- Required work -
Could you return, exactly as written, every line from the one containing "Target: suv front grille" through the last line of the entries below, leaving out the pictures?

Dataset excerpts:
○ ○ ○
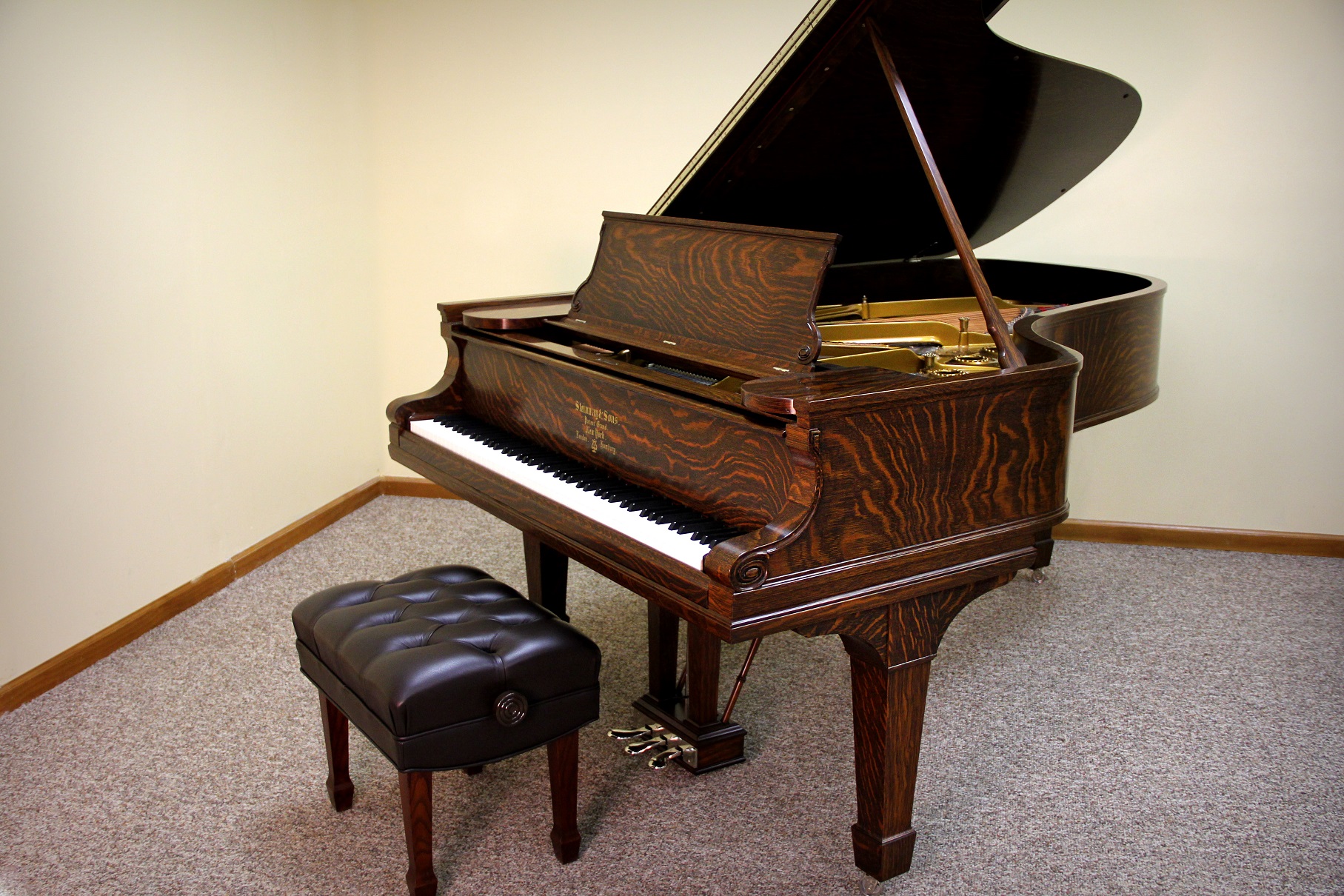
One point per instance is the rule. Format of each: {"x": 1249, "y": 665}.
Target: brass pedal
{"x": 626, "y": 734}
{"x": 655, "y": 737}
{"x": 643, "y": 744}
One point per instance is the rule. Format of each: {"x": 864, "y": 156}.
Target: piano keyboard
{"x": 651, "y": 519}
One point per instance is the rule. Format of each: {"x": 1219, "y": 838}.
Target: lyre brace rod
{"x": 742, "y": 676}
{"x": 1009, "y": 356}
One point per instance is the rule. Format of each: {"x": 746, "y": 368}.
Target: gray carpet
{"x": 1148, "y": 721}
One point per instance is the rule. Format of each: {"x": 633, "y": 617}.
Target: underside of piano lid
{"x": 818, "y": 141}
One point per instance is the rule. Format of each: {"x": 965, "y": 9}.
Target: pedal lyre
{"x": 655, "y": 737}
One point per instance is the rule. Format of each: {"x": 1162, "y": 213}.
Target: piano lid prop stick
{"x": 1009, "y": 356}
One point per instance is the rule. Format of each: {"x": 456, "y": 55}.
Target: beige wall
{"x": 186, "y": 296}
{"x": 504, "y": 130}
{"x": 225, "y": 224}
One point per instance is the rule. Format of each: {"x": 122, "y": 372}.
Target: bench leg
{"x": 564, "y": 755}
{"x": 417, "y": 815}
{"x": 341, "y": 789}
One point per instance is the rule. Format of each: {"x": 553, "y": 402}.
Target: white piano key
{"x": 655, "y": 535}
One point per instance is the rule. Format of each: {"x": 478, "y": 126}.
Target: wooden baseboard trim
{"x": 1192, "y": 536}
{"x": 118, "y": 635}
{"x": 413, "y": 487}
{"x": 123, "y": 632}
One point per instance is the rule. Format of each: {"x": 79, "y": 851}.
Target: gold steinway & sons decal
{"x": 595, "y": 427}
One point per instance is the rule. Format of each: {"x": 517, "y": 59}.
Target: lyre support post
{"x": 1009, "y": 356}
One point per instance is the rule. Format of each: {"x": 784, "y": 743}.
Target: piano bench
{"x": 445, "y": 668}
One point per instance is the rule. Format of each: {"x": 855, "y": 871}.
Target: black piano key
{"x": 651, "y": 506}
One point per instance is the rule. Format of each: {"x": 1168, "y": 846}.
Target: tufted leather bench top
{"x": 445, "y": 668}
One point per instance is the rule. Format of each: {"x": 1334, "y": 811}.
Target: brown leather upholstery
{"x": 420, "y": 661}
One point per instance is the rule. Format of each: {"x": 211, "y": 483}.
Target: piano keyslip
{"x": 655, "y": 521}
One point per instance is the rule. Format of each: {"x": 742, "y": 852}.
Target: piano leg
{"x": 889, "y": 706}
{"x": 547, "y": 575}
{"x": 890, "y": 652}
{"x": 695, "y": 718}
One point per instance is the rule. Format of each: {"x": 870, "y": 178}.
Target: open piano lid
{"x": 818, "y": 141}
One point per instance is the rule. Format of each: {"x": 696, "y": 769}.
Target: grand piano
{"x": 792, "y": 399}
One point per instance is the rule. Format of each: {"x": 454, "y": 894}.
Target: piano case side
{"x": 920, "y": 488}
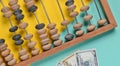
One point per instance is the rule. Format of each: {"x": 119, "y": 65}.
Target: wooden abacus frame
{"x": 112, "y": 24}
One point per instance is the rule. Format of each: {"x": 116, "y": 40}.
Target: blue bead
{"x": 40, "y": 26}
{"x": 69, "y": 37}
{"x": 19, "y": 42}
{"x": 13, "y": 29}
{"x": 32, "y": 8}
{"x": 2, "y": 41}
{"x": 16, "y": 37}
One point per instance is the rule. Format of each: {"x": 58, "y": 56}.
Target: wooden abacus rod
{"x": 73, "y": 13}
{"x": 36, "y": 17}
{"x": 62, "y": 14}
{"x": 45, "y": 41}
{"x": 8, "y": 18}
{"x": 5, "y": 53}
{"x": 97, "y": 9}
{"x": 52, "y": 29}
{"x": 45, "y": 11}
{"x": 68, "y": 36}
{"x": 101, "y": 21}
{"x": 23, "y": 25}
{"x": 60, "y": 10}
{"x": 86, "y": 11}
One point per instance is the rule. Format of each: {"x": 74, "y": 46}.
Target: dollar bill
{"x": 86, "y": 58}
{"x": 80, "y": 58}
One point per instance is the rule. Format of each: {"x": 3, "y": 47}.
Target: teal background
{"x": 107, "y": 44}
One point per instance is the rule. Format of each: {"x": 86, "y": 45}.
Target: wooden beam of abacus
{"x": 112, "y": 24}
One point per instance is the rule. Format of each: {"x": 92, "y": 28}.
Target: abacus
{"x": 30, "y": 46}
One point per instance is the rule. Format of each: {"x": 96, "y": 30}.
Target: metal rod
{"x": 8, "y": 18}
{"x": 36, "y": 18}
{"x": 10, "y": 21}
{"x": 26, "y": 32}
{"x": 86, "y": 11}
{"x": 82, "y": 3}
{"x": 67, "y": 29}
{"x": 60, "y": 10}
{"x": 97, "y": 9}
{"x": 62, "y": 15}
{"x": 2, "y": 3}
{"x": 45, "y": 11}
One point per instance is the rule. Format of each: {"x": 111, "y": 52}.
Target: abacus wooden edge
{"x": 112, "y": 24}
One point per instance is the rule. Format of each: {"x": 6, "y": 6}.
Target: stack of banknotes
{"x": 80, "y": 58}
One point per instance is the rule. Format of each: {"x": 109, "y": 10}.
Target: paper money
{"x": 80, "y": 58}
{"x": 86, "y": 58}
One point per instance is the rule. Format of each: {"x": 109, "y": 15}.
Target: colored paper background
{"x": 107, "y": 45}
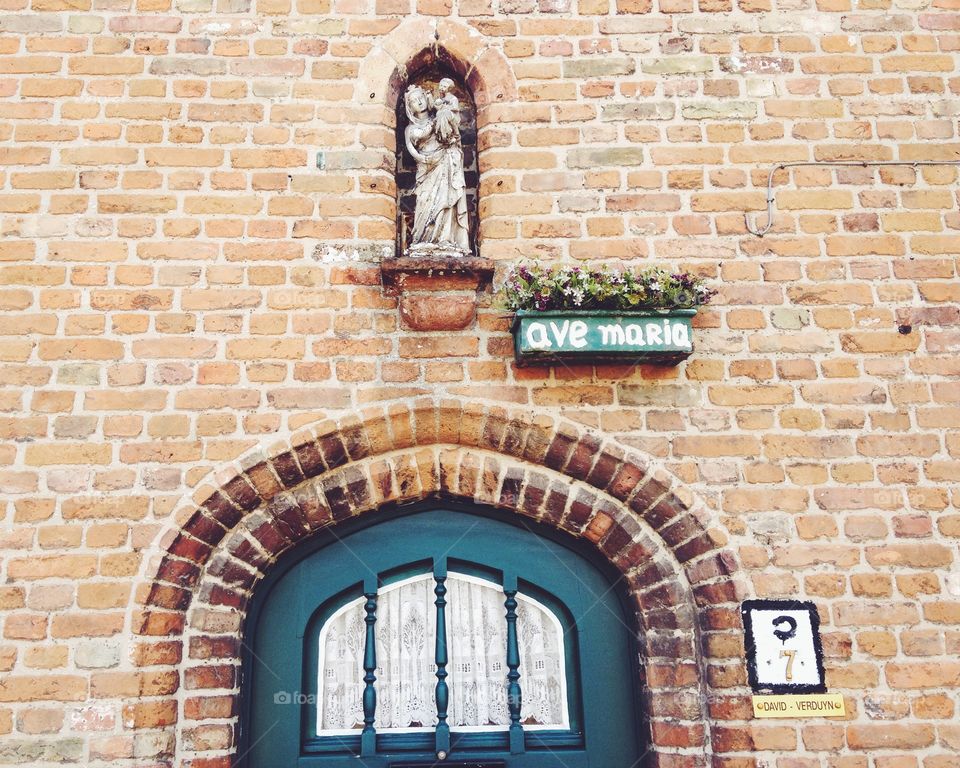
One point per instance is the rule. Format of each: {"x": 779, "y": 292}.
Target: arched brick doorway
{"x": 680, "y": 579}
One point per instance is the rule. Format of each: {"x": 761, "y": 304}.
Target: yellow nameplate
{"x": 800, "y": 705}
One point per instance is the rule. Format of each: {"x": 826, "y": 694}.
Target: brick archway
{"x": 680, "y": 579}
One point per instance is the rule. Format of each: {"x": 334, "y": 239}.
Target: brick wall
{"x": 182, "y": 286}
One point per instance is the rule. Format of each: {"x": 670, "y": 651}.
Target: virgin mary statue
{"x": 440, "y": 218}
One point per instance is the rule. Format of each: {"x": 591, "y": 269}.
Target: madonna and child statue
{"x": 432, "y": 136}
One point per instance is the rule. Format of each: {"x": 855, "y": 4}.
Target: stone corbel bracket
{"x": 436, "y": 293}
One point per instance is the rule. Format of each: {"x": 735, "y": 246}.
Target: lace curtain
{"x": 406, "y": 673}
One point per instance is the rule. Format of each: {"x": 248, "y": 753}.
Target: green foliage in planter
{"x": 533, "y": 287}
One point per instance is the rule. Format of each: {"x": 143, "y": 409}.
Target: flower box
{"x": 602, "y": 336}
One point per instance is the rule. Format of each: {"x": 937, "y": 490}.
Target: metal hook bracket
{"x": 771, "y": 197}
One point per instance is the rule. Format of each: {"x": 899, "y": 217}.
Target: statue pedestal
{"x": 438, "y": 292}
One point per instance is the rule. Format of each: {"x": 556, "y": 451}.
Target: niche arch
{"x": 414, "y": 45}
{"x": 681, "y": 581}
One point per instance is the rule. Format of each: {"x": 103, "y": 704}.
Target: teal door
{"x": 438, "y": 637}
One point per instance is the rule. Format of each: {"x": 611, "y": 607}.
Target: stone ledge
{"x": 435, "y": 273}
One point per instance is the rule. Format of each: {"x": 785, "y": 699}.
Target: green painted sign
{"x": 655, "y": 336}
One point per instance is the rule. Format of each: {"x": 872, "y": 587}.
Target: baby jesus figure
{"x": 447, "y": 108}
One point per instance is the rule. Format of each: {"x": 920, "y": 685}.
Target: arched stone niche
{"x": 426, "y": 71}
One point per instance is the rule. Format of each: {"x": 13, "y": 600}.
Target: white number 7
{"x": 789, "y": 655}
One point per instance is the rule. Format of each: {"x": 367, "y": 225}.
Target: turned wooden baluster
{"x": 517, "y": 746}
{"x": 440, "y": 657}
{"x": 368, "y": 737}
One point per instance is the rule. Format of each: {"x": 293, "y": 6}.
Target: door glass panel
{"x": 406, "y": 673}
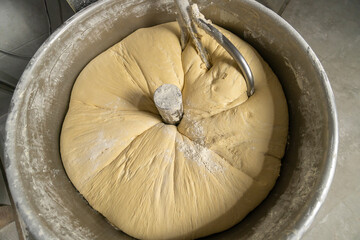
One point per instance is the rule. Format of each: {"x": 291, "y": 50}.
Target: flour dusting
{"x": 203, "y": 156}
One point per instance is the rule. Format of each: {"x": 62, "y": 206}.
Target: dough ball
{"x": 158, "y": 181}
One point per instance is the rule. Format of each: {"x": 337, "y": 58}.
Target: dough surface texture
{"x": 158, "y": 181}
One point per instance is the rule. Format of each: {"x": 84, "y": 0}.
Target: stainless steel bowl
{"x": 48, "y": 202}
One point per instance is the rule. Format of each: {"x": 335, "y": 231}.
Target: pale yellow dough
{"x": 157, "y": 181}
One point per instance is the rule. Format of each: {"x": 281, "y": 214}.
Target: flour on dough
{"x": 158, "y": 181}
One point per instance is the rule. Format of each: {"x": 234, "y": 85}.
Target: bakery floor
{"x": 332, "y": 29}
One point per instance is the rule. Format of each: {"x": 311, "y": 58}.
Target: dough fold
{"x": 158, "y": 181}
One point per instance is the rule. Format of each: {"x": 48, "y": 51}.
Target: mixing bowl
{"x": 50, "y": 205}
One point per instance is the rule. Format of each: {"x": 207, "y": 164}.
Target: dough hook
{"x": 187, "y": 18}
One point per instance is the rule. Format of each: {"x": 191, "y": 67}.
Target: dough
{"x": 158, "y": 181}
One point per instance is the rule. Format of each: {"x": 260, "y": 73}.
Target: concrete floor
{"x": 332, "y": 29}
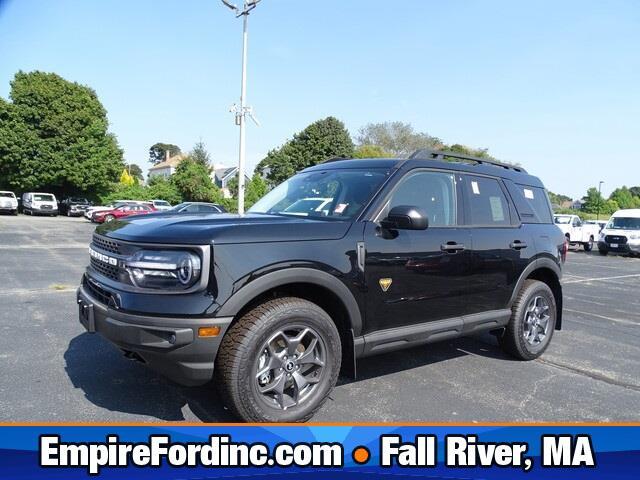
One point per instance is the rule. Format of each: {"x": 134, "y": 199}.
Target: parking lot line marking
{"x": 601, "y": 279}
{"x": 618, "y": 320}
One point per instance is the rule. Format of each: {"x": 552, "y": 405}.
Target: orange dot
{"x": 361, "y": 455}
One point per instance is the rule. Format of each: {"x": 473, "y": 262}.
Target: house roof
{"x": 171, "y": 162}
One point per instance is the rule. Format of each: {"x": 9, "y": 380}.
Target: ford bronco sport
{"x": 271, "y": 305}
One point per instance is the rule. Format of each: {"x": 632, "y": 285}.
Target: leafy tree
{"x": 256, "y": 189}
{"x": 592, "y": 201}
{"x": 624, "y": 198}
{"x": 160, "y": 188}
{"x": 200, "y": 154}
{"x": 193, "y": 181}
{"x": 398, "y": 138}
{"x": 371, "y": 151}
{"x": 135, "y": 171}
{"x": 158, "y": 152}
{"x": 126, "y": 179}
{"x": 54, "y": 137}
{"x": 318, "y": 142}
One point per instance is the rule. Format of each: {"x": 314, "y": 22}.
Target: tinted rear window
{"x": 537, "y": 200}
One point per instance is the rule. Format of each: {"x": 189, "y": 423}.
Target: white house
{"x": 166, "y": 168}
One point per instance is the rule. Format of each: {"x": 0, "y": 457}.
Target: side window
{"x": 435, "y": 192}
{"x": 486, "y": 203}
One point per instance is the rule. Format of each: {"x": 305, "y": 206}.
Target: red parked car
{"x": 121, "y": 212}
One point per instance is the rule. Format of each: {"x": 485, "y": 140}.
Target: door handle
{"x": 452, "y": 247}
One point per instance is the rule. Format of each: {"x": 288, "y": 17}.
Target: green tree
{"x": 160, "y": 188}
{"x": 256, "y": 189}
{"x": 126, "y": 179}
{"x": 624, "y": 198}
{"x": 318, "y": 142}
{"x": 592, "y": 201}
{"x": 158, "y": 152}
{"x": 135, "y": 171}
{"x": 193, "y": 181}
{"x": 371, "y": 151}
{"x": 54, "y": 137}
{"x": 200, "y": 154}
{"x": 398, "y": 138}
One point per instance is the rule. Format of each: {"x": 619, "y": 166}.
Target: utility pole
{"x": 243, "y": 110}
{"x": 599, "y": 199}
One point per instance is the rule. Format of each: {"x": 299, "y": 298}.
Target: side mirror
{"x": 406, "y": 217}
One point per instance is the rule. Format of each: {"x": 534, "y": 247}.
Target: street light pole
{"x": 243, "y": 110}
{"x": 599, "y": 199}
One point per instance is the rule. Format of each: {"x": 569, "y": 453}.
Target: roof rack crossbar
{"x": 441, "y": 154}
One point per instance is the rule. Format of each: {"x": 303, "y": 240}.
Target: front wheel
{"x": 279, "y": 362}
{"x": 532, "y": 322}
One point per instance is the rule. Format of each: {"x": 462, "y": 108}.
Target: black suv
{"x": 346, "y": 259}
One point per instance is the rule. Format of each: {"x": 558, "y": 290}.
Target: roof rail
{"x": 440, "y": 155}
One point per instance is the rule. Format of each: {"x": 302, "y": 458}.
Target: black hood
{"x": 198, "y": 229}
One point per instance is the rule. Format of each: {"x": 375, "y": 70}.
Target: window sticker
{"x": 496, "y": 209}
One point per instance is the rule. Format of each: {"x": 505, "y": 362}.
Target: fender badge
{"x": 385, "y": 283}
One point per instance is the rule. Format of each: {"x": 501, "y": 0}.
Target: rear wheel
{"x": 533, "y": 320}
{"x": 279, "y": 362}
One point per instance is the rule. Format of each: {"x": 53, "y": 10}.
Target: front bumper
{"x": 621, "y": 247}
{"x": 168, "y": 345}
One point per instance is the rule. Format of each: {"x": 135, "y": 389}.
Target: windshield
{"x": 561, "y": 219}
{"x": 624, "y": 223}
{"x": 44, "y": 197}
{"x": 327, "y": 194}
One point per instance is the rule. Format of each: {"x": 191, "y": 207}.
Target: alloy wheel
{"x": 290, "y": 366}
{"x": 536, "y": 321}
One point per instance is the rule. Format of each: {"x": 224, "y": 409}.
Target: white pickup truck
{"x": 578, "y": 232}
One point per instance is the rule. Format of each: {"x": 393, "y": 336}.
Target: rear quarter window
{"x": 532, "y": 203}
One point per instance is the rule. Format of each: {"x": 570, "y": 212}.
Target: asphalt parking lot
{"x": 51, "y": 370}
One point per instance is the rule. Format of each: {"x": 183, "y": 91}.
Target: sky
{"x": 554, "y": 86}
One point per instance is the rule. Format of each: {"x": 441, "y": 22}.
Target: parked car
{"x": 309, "y": 206}
{"x": 35, "y": 203}
{"x": 622, "y": 233}
{"x": 198, "y": 207}
{"x": 121, "y": 212}
{"x": 578, "y": 232}
{"x": 411, "y": 251}
{"x": 8, "y": 202}
{"x": 103, "y": 208}
{"x": 74, "y": 206}
{"x": 161, "y": 205}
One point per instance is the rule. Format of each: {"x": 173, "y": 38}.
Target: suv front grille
{"x": 615, "y": 239}
{"x": 106, "y": 245}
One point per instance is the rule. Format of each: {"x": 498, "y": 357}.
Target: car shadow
{"x": 112, "y": 382}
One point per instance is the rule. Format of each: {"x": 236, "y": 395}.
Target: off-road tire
{"x": 512, "y": 341}
{"x": 242, "y": 345}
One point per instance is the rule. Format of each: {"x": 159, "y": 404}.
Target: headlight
{"x": 164, "y": 269}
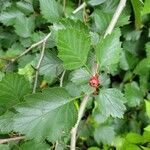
○ ○ ○
- Exercise solution -
Target: suv front grille
{"x": 615, "y": 239}
{"x": 106, "y": 245}
One point per instance is the rule. Format of each: {"x": 498, "y": 357}.
Target: car shadow
{"x": 112, "y": 382}
One point per instance is the rule. Format of each: {"x": 236, "y": 395}.
Target: off-road tire
{"x": 512, "y": 341}
{"x": 242, "y": 345}
One point per instance is the rule. Format of each: {"x": 159, "y": 404}.
Target: headlight
{"x": 164, "y": 269}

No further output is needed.